>> start DATASET

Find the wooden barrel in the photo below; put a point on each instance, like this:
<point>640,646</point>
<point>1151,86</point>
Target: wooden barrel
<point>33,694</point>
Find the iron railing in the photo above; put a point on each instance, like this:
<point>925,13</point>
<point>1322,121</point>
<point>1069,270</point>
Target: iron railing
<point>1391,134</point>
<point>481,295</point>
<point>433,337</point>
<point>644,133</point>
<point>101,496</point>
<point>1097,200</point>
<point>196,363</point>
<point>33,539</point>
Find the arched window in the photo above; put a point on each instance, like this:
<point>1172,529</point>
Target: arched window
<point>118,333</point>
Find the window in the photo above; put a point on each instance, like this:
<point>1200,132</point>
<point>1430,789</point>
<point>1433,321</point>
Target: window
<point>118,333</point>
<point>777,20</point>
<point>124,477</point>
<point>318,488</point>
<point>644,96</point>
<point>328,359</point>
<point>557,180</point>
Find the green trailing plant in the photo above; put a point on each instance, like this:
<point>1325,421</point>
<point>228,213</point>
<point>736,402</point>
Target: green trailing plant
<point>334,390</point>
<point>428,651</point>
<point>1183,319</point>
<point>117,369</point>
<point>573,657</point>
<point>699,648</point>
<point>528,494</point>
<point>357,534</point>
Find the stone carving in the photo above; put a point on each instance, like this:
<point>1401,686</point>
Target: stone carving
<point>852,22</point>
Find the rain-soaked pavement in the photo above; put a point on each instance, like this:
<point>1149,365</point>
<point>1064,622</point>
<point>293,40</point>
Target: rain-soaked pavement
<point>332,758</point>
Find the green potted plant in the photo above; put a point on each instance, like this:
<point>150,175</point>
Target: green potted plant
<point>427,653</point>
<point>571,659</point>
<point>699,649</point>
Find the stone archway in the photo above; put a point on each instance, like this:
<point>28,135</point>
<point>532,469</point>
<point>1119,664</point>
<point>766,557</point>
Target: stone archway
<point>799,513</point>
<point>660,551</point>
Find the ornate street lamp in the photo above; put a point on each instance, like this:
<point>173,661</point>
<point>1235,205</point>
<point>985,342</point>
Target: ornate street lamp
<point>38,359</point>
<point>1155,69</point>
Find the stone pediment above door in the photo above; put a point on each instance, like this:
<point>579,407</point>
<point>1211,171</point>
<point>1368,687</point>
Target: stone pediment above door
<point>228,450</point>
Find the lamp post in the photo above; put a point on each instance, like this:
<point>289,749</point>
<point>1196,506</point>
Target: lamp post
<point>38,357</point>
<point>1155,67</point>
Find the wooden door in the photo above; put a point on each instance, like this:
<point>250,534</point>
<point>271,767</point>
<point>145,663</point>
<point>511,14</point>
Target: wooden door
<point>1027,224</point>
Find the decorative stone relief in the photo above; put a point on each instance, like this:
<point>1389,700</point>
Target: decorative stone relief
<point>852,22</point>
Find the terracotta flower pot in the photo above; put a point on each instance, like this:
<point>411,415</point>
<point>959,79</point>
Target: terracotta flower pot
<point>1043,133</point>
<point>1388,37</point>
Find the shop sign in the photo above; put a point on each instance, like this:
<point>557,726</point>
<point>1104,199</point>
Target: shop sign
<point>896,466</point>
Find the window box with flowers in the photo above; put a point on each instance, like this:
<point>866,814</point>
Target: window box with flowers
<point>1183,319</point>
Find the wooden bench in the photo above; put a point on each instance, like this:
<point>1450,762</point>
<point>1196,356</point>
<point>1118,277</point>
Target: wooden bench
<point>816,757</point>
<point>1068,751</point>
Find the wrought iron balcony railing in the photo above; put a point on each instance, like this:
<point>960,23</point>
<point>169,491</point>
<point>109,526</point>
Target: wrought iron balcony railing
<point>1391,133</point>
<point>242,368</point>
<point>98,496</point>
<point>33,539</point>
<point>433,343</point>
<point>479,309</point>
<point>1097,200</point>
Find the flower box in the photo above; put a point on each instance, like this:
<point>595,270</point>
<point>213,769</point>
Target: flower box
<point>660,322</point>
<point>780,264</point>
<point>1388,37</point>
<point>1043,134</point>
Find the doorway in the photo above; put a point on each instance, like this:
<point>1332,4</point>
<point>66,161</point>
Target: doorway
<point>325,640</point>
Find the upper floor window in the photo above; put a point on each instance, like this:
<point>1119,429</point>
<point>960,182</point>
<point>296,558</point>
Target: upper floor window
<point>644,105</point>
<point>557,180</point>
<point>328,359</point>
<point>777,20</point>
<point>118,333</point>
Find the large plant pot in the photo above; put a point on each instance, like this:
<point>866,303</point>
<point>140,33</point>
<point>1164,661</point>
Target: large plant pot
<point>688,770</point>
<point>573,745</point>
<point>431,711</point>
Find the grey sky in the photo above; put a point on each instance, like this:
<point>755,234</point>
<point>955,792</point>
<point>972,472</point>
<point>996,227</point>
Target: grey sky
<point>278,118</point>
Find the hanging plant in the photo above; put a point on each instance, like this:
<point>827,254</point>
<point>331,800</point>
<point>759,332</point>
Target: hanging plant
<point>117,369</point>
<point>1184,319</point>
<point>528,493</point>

>> end DATASET

Rewrite the material above with every "Target" changed to "Label", keeping everything else identical.

Find the wooden barrel in the photo below; put a point on each instance, like this:
<point>640,646</point>
<point>1151,86</point>
Label: wooden barrel
<point>33,694</point>
Find the iron railing in the photo above; put a point on each instance, like this:
<point>925,13</point>
<point>1322,121</point>
<point>1069,270</point>
Label: iron railing
<point>1391,134</point>
<point>481,295</point>
<point>433,337</point>
<point>644,133</point>
<point>101,496</point>
<point>1097,200</point>
<point>196,363</point>
<point>33,539</point>
Find the arched window in the photo above; put a point on each instance, like this:
<point>1172,529</point>
Label: arched window
<point>118,333</point>
Find the window in the photo above; put a point on each instance, like this:
<point>1200,132</point>
<point>1430,789</point>
<point>1433,321</point>
Label: window
<point>118,333</point>
<point>777,20</point>
<point>124,477</point>
<point>318,488</point>
<point>644,96</point>
<point>328,359</point>
<point>557,180</point>
Find the green trailing plant in the photo above; put a point on each instance, like this:
<point>1325,421</point>
<point>228,213</point>
<point>736,402</point>
Label: green trailing plant
<point>334,390</point>
<point>428,651</point>
<point>1183,319</point>
<point>117,369</point>
<point>573,657</point>
<point>699,648</point>
<point>528,494</point>
<point>357,534</point>
Find the stone carving in the photo above; put a point on each instance, like this:
<point>1401,686</point>
Label: stone carving
<point>852,22</point>
Find the rain-soaked pavement in the photo above; put a point on each instance, like this:
<point>1149,365</point>
<point>1064,622</point>
<point>293,40</point>
Label: rain-soaked pavement
<point>332,758</point>
Find the green potted plant in the photo above; put a point on each instance, like this:
<point>150,175</point>
Label: green potted plant
<point>427,653</point>
<point>571,659</point>
<point>699,649</point>
Find the stone archway in the photo above; put a point on each instance, like this:
<point>28,135</point>
<point>532,469</point>
<point>1119,664</point>
<point>766,557</point>
Label: stone archway
<point>799,513</point>
<point>660,551</point>
Find the ornate street lamp in the photo above; put a point on each instance, like this:
<point>173,661</point>
<point>1235,205</point>
<point>985,342</point>
Label: ornate street lamp
<point>38,359</point>
<point>1155,69</point>
Find the stone pediment above door in the photo above; put a point on each instance, like this:
<point>579,407</point>
<point>1211,171</point>
<point>1368,687</point>
Label: stone pediment above door
<point>228,450</point>
Find the lamp post in the photo above; put a point on each instance, like this:
<point>289,749</point>
<point>1196,506</point>
Label: lamp post
<point>38,357</point>
<point>1155,67</point>
Find the wooden door in the photo above; put a point on each instance, like this:
<point>250,534</point>
<point>271,767</point>
<point>145,663</point>
<point>511,14</point>
Label: wooden door
<point>1027,224</point>
Find the decorative stone relief in the photo above; put a point on each instance, like this:
<point>1389,700</point>
Label: decorative stone relief
<point>852,22</point>
Find the terracotta flower pot in the photo above; put a point on each instance, like this:
<point>411,415</point>
<point>959,79</point>
Label: terracotta flower pot
<point>1043,133</point>
<point>1388,37</point>
Find the shop sign in the photo above; put a point on each instance, like this:
<point>557,726</point>
<point>1104,199</point>
Label: shop sign
<point>896,466</point>
Find the window box with flowers in the photo above; put a point on each instance, like this:
<point>866,814</point>
Label: window box with flowers
<point>1183,319</point>
Find the wooden bench in the photo above; put a point on each instance, like this:
<point>1450,762</point>
<point>1196,356</point>
<point>1118,277</point>
Label: wooden bench
<point>816,757</point>
<point>1068,751</point>
Find the wrought iron balcony railing in the photo above; put a point on each instance, like this:
<point>960,23</point>
<point>169,491</point>
<point>109,526</point>
Label: wrought iron balcony railing
<point>1391,133</point>
<point>242,368</point>
<point>98,496</point>
<point>33,539</point>
<point>433,343</point>
<point>479,309</point>
<point>1097,200</point>
Find the flower box in the photo above; put a point on each instance, like this:
<point>595,270</point>
<point>213,769</point>
Label: flower box
<point>660,322</point>
<point>780,264</point>
<point>1388,37</point>
<point>1043,134</point>
Find the doorway in the photo above; put a point on each instance, like this:
<point>1332,4</point>
<point>66,161</point>
Label: doorway
<point>325,640</point>
Find the upper floor window in the photo above; put a point on each instance, like this:
<point>1119,429</point>
<point>960,182</point>
<point>296,558</point>
Label: upper floor window
<point>644,105</point>
<point>557,180</point>
<point>328,359</point>
<point>777,20</point>
<point>118,333</point>
Find the large plant pot in the photo above; put a point on each instance, like this:
<point>866,303</point>
<point>140,33</point>
<point>1164,661</point>
Label: large plant pot
<point>688,770</point>
<point>573,745</point>
<point>431,711</point>
Find the grey sky in the photo above; put a point on each instance, like this:
<point>755,234</point>
<point>955,792</point>
<point>972,472</point>
<point>996,227</point>
Label: grey sky
<point>278,118</point>
Find the hanging plant in the photo above; put a point on each instance, like this:
<point>827,254</point>
<point>331,800</point>
<point>759,332</point>
Label: hanging plant
<point>117,369</point>
<point>1184,319</point>
<point>528,493</point>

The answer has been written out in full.